| Given exercise |
Update the lines below from the one containing "Could you indicate the open" through the last line, replacing "Target" with "Object" and leaving everything else the same. Give back only those lines.

======== Provided material ========

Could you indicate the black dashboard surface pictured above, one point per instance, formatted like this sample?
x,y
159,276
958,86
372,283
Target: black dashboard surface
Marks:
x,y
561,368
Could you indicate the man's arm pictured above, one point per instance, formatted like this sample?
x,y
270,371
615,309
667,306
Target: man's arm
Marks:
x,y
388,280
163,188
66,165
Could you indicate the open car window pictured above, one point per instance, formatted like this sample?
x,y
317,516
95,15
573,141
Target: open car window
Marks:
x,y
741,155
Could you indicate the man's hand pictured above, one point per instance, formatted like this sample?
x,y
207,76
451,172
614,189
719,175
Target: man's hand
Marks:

========

| Output of the exercise |
Could you indicate the open car window pictured above, one point per instance, formatted like this sample?
x,y
317,516
95,15
573,141
Object: open car window
Marks:
x,y
741,155
Could you indicate the man's hand pictured above, one point per instance, formatted like this sample?
x,y
207,76
451,172
614,189
719,175
Object: man's hand
Marks:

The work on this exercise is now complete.